*EXERCISE*:
Print the range of lines that opens with the line containing "Note: point at the meadow" and closes with the last line of the listing. Include both ends; print nothing more.

*DATA LINES*:

══════════════════════════════

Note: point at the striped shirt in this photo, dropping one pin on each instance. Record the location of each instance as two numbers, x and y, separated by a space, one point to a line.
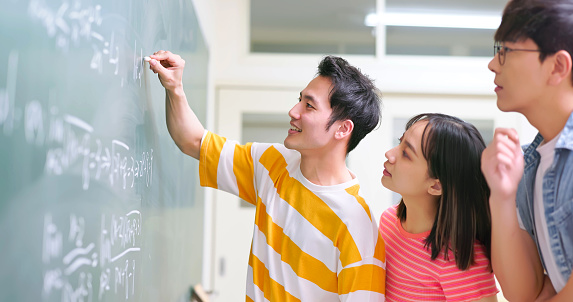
413 276
310 242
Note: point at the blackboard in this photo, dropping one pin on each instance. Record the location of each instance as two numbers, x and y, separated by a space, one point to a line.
96 201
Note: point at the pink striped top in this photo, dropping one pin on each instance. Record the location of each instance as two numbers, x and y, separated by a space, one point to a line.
411 275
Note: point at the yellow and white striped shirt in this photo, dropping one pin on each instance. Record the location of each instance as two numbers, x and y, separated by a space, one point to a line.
310 242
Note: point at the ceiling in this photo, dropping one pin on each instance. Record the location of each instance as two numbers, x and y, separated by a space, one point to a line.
348 15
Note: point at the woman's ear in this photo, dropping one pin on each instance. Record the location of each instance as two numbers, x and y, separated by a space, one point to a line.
435 188
344 129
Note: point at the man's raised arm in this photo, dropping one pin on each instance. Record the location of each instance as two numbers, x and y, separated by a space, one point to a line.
182 123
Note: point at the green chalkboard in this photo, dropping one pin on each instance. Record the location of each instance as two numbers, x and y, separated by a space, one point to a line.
96 201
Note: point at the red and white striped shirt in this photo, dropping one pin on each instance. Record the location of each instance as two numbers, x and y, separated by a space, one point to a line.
411 275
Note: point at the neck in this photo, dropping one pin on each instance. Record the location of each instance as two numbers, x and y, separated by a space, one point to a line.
551 116
325 169
420 214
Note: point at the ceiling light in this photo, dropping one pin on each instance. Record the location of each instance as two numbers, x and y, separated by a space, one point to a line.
434 20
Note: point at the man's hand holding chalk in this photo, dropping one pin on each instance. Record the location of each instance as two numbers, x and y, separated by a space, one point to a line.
170 69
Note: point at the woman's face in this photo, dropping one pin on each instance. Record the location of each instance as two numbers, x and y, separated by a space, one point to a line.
406 170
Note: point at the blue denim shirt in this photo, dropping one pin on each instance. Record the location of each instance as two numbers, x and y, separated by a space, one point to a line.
557 197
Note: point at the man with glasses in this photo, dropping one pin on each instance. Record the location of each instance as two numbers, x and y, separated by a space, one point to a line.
532 190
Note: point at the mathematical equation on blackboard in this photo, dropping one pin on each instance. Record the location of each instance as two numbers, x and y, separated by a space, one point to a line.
70 141
73 25
69 257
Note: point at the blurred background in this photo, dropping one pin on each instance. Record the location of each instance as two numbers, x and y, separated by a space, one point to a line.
424 55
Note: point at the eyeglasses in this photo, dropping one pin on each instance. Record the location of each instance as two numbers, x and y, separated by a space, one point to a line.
503 50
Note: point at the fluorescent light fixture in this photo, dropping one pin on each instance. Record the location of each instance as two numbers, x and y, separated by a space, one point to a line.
434 20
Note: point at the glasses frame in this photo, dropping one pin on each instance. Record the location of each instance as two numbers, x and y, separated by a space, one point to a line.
502 51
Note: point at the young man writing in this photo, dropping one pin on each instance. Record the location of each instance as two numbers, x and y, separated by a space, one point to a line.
531 192
314 237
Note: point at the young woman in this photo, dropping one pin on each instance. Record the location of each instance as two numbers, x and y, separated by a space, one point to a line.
438 236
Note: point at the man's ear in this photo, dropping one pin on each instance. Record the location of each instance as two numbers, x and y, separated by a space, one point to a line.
345 128
435 188
561 67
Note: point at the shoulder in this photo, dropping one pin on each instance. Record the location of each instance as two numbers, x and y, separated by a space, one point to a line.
390 212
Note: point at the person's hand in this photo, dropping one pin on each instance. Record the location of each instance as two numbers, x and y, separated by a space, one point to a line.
502 164
169 68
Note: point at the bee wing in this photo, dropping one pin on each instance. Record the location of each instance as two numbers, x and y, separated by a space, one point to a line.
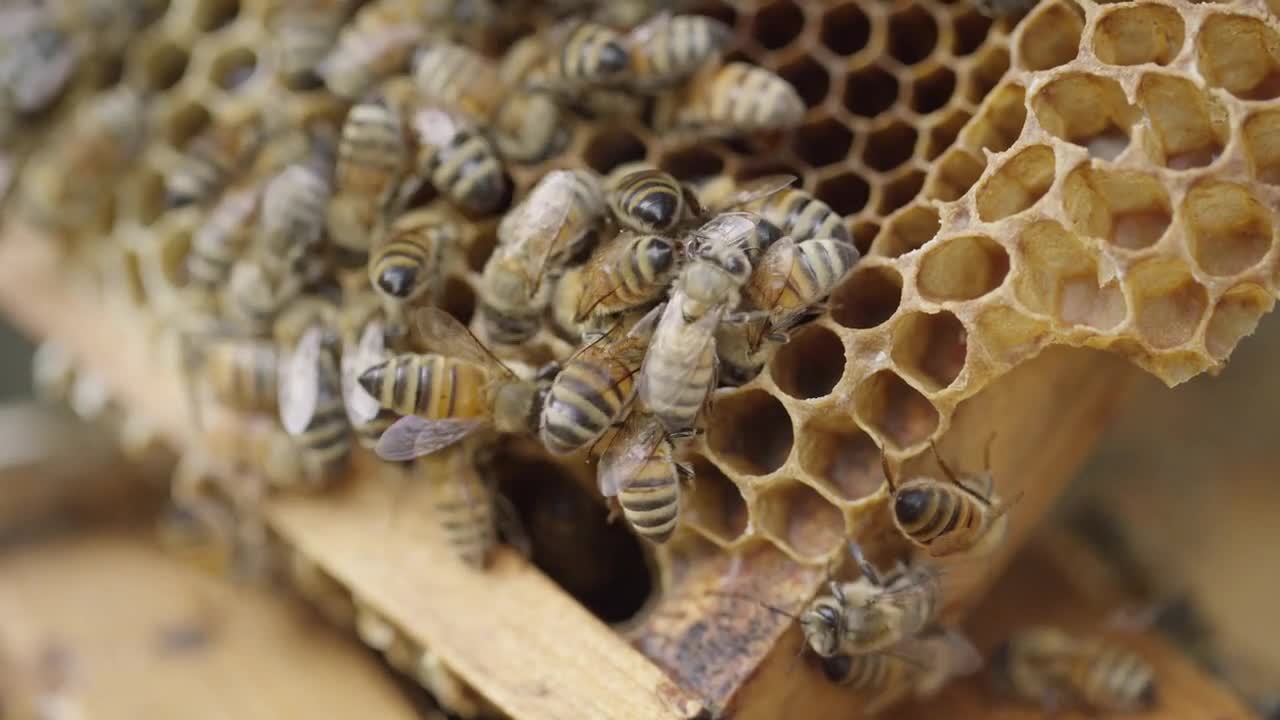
446 335
370 350
754 190
298 392
412 437
635 445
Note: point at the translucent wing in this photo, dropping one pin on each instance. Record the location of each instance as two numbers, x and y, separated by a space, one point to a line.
446 336
369 351
636 443
754 190
300 382
412 437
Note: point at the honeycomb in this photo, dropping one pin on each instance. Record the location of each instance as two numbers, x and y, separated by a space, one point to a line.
1095 174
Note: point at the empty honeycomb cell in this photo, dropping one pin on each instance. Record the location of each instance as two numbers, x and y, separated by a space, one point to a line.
956 172
691 163
845 28
1139 33
1016 185
869 91
890 146
1127 208
234 68
932 90
1262 146
163 67
913 33
716 505
846 192
909 229
801 520
931 349
1051 36
822 142
1169 304
961 268
808 77
1229 231
842 458
777 23
888 406
1060 278
1235 315
970 31
810 364
1000 122
1088 110
944 132
1240 55
1008 335
900 190
612 147
183 123
213 14
752 432
868 297
988 68
1188 127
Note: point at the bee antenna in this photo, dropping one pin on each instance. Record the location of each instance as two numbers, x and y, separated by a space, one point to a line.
758 601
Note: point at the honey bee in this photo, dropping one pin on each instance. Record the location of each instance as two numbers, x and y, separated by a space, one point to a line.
223 237
370 163
529 127
794 210
731 99
293 206
873 613
594 388
949 519
629 272
364 345
213 158
920 665
305 32
556 222
311 404
412 259
579 55
242 373
640 469
667 49
375 45
680 367
791 278
458 159
458 78
1004 8
1054 668
448 395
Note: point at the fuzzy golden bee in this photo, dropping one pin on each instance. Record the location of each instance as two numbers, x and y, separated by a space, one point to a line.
873 613
1057 669
949 518
667 49
918 666
371 159
726 100
448 395
458 159
594 388
411 263
558 219
641 470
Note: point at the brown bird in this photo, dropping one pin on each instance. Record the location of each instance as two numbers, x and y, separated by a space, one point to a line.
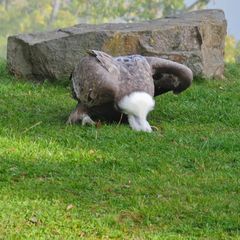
108 87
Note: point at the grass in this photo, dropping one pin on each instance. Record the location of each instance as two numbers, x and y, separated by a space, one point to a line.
70 182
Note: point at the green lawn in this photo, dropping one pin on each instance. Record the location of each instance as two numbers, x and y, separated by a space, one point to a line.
74 182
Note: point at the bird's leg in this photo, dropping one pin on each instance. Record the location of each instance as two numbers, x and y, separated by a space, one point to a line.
80 114
139 124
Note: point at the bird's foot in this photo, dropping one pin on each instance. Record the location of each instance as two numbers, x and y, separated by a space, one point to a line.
86 120
77 116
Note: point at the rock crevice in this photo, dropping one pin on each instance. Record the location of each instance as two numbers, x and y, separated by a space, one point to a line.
195 39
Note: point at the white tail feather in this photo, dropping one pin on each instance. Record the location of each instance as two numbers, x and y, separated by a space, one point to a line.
137 105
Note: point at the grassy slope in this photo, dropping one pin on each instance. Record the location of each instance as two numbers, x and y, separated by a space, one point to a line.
66 182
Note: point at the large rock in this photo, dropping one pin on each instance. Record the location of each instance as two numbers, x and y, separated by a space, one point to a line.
195 39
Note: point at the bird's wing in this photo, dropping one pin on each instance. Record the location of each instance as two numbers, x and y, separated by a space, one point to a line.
169 75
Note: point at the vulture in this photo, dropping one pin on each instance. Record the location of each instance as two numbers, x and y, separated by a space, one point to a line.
123 88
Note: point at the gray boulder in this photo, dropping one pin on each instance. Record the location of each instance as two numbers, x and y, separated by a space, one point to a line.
195 39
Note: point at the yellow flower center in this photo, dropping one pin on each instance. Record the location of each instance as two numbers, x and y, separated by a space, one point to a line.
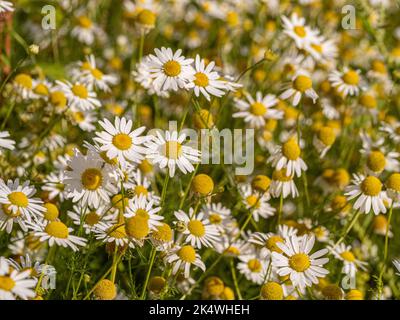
351 77
18 198
187 254
122 141
172 68
272 291
196 228
254 265
348 256
201 79
24 80
253 201
41 89
300 31
393 182
163 233
172 150
376 161
271 243
92 218
92 178
258 109
302 83
371 186
6 283
80 91
291 149
57 229
299 262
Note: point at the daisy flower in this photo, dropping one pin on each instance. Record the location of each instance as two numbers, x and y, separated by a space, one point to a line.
206 80
350 263
119 141
347 81
369 194
6 143
257 203
197 230
170 70
288 157
295 260
253 268
182 258
301 84
171 152
16 200
15 284
56 233
139 206
255 112
79 96
6 6
88 179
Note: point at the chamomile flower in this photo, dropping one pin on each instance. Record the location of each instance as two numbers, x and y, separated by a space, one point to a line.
56 233
206 80
295 261
170 151
120 141
139 206
15 284
182 258
17 200
170 70
6 143
288 157
197 230
257 203
253 268
79 96
350 263
347 82
88 179
301 84
256 112
369 194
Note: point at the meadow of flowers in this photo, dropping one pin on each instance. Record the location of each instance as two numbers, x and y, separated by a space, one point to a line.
104 195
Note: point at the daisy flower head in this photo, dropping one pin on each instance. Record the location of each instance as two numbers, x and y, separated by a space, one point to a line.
295 27
120 141
56 233
288 157
182 258
253 268
170 151
79 96
256 202
170 70
6 6
350 263
303 268
256 112
139 206
6 143
347 82
17 200
369 194
300 85
88 179
206 80
15 284
197 229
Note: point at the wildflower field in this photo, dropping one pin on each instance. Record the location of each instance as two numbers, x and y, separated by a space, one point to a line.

══════════════════════════════

*WRITTEN RESPONSE*:
Note: point at the meadow of flowers in this photo, dropping one pin on each instance. Record the location of each instance as two numbers, x and y, separated by a space, one point to a line.
104 195
Note: point at the daisy flower head in this photo, dropping one pin on each instance. Record the location of each instance as two numbers, x and y, separated by a space, one point to a line.
295 27
120 141
56 233
288 157
182 258
253 268
170 151
79 96
256 202
170 70
6 6
350 263
303 268
256 112
139 206
6 143
347 82
17 200
369 194
300 85
88 179
206 80
15 284
197 229
Note: point at the wildflower field in this photo, dropping one pin on each instance. Record the location of each instance as two numbers, x and y, separated by a space, one point to a line.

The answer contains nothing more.